Each line of the data has to be written out again exactly as shown.

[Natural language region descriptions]
Start of Block

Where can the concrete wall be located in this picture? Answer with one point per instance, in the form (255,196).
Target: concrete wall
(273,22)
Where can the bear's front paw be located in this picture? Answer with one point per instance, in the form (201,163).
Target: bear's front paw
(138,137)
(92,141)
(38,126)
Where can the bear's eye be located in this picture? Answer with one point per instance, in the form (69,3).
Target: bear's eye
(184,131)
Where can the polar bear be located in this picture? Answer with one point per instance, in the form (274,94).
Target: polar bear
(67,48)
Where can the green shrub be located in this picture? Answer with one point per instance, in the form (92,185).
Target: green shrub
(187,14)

End of Block

» **FINISHED EXERCISE**:
Where can the concrete wall be located in this picture? Answer with one point per instance, in the form (255,196).
Target: concrete wall
(273,22)
Where can the bear's front paw be located in this picture? Answer with one point per instance, in the form (201,163).
Target: bear's front paw
(138,137)
(92,141)
(38,126)
Where can the bear's eye be located in this picture? Answer with one point per instance, in the form (69,3).
Target: bear's eye
(184,131)
Where can the polar bear be located in this picture? Answer with one point per instance, in the form (274,94).
Target: polar bear
(67,48)
Where can the green shrub be located in this picture? Answer with one point per instance, in the form (92,185).
Target: green shrub
(187,14)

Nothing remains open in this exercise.